[Point labeling examples]
────────────────────────────────────────

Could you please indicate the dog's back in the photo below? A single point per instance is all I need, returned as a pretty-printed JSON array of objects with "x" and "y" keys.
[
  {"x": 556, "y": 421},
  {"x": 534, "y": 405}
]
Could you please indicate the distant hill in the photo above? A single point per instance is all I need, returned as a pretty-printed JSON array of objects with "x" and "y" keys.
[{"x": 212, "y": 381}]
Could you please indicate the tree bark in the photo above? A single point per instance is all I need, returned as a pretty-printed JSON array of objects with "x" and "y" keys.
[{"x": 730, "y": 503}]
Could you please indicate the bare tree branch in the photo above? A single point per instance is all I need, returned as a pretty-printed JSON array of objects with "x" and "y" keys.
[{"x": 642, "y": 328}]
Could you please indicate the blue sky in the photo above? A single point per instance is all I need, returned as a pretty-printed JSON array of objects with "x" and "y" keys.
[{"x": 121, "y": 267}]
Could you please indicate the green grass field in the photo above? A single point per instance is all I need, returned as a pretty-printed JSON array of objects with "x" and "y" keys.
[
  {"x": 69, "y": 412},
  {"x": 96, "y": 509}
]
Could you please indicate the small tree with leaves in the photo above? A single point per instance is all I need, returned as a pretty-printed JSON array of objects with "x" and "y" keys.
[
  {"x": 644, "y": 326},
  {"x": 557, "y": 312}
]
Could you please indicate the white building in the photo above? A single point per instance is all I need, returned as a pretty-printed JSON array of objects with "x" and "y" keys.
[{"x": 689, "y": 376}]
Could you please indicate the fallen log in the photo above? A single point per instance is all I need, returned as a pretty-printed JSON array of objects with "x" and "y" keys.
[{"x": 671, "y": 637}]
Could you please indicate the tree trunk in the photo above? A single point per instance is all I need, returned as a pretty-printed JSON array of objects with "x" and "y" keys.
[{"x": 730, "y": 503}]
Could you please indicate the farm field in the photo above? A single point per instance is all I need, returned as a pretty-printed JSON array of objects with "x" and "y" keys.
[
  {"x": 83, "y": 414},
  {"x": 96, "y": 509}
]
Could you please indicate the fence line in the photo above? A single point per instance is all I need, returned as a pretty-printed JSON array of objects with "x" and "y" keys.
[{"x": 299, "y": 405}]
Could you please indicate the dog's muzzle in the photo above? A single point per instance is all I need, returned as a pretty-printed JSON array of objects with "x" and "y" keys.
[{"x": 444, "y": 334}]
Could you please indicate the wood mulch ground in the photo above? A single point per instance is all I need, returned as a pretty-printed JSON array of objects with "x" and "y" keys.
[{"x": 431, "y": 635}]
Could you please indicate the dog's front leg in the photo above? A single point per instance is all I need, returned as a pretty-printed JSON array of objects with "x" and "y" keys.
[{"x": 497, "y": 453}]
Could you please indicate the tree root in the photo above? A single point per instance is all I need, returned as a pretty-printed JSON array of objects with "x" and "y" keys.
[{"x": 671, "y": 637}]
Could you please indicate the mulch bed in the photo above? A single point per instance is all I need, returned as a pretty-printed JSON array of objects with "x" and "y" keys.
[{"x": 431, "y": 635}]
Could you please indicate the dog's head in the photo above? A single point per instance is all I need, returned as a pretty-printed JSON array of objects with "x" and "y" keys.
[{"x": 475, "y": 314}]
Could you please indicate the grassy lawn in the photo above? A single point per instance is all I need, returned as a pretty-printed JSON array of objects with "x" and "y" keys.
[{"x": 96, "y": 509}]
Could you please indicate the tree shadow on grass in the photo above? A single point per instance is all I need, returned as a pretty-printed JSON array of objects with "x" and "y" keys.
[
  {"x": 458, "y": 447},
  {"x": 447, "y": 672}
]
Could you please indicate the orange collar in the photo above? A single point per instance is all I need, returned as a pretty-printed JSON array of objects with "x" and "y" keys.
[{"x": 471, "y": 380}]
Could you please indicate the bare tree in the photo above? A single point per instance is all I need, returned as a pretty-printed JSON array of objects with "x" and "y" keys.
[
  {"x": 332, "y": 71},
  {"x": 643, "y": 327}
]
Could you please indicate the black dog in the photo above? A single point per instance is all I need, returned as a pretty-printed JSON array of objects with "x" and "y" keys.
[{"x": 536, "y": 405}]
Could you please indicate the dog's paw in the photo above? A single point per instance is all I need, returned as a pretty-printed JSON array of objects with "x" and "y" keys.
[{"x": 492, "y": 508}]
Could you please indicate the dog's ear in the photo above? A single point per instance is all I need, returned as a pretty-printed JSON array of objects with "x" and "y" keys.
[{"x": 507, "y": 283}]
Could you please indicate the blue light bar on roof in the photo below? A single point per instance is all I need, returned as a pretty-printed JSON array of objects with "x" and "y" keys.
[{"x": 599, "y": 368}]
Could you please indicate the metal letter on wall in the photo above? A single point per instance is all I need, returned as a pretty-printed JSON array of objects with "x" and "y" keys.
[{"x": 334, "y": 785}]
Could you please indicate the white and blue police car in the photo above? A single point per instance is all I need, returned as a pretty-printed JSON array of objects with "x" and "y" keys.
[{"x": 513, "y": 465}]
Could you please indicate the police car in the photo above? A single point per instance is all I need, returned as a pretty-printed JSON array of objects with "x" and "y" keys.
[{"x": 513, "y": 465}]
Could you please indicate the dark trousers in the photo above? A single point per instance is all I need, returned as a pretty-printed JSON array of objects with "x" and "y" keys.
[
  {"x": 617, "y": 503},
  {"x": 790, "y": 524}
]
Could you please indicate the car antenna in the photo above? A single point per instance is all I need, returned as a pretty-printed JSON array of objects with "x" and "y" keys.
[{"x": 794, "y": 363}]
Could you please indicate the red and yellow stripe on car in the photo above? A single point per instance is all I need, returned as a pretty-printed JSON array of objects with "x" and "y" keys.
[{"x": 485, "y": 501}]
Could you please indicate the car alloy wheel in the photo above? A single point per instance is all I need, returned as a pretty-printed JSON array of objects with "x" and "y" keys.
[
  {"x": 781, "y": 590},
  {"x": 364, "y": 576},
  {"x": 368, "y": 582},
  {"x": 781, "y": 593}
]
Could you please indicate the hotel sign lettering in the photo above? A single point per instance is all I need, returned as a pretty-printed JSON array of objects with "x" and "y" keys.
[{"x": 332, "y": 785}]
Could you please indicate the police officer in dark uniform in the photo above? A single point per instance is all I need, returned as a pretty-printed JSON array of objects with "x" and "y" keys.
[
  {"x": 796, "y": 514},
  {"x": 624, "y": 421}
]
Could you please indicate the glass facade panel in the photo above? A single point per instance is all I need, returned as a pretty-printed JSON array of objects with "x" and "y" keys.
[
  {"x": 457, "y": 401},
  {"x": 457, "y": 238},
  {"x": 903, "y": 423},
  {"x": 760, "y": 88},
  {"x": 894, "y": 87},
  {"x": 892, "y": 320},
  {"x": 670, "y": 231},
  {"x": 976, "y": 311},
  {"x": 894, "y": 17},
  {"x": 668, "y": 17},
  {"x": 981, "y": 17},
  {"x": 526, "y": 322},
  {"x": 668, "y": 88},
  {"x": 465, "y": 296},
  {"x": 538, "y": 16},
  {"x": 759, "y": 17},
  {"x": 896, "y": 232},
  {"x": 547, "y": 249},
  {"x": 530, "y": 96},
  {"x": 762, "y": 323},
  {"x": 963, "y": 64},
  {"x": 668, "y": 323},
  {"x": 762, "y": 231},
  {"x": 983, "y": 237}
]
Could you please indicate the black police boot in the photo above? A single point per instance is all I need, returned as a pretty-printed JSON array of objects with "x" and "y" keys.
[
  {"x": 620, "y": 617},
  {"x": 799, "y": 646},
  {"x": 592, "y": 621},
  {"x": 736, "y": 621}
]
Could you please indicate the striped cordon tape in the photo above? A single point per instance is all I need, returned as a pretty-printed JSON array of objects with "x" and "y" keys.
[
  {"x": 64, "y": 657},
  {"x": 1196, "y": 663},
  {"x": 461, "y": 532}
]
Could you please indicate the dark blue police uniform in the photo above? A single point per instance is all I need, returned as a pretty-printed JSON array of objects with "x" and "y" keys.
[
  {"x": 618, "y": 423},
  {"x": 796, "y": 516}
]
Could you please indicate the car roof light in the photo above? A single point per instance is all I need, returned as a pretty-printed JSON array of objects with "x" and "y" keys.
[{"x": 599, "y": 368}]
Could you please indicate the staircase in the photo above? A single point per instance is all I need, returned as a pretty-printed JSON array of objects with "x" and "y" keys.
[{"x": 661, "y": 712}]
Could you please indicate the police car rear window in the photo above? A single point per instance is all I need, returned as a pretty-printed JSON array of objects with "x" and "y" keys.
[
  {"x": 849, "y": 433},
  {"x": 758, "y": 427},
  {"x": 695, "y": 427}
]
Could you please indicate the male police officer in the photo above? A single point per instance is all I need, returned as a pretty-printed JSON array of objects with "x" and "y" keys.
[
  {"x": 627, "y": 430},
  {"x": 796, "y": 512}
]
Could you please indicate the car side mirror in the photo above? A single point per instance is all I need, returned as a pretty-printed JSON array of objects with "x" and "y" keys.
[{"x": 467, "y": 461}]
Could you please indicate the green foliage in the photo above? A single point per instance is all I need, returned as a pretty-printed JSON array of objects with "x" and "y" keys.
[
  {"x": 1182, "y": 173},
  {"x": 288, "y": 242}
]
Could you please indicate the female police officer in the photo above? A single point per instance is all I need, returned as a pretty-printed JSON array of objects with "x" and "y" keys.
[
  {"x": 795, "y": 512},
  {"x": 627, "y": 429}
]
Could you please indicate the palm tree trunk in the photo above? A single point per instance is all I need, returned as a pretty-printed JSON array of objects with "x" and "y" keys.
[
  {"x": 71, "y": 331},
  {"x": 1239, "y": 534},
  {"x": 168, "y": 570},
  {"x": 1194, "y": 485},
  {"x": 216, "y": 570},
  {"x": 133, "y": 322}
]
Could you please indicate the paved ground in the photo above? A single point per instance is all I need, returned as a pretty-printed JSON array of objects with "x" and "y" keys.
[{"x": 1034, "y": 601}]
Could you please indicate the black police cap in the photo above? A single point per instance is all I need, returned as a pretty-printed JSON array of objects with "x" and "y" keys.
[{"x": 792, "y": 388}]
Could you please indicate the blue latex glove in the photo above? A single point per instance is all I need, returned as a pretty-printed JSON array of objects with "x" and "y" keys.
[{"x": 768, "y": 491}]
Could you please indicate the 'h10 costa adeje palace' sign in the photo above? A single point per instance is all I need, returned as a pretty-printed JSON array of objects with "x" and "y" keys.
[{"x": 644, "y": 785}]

────────────────────────────────────────

## Given exercise
Everything from the line with "Could you please indicate the black police cap" to the end of the listing above needs to be duplicated exactly, both end lines included, with nothing more.

## Answer in full
Could you please indicate the black police cap in the photo above? A single point per instance is all I need, returned as a pretty-printed JSON array of objects with "x" and "y" keys.
[{"x": 792, "y": 388}]
Could you please indicate the blue latex glove in the photo above? A single point per instance is all I need, returned as a pretty-printed JSON array of objects with "x" and "y" keys.
[{"x": 768, "y": 491}]
Could you please indicate the 'h10 costa adeje palace' sign in the photo above? A single point per instance is all I need, returned as a pretty-printed JSON array of objects with "x" and "y" keys.
[{"x": 644, "y": 785}]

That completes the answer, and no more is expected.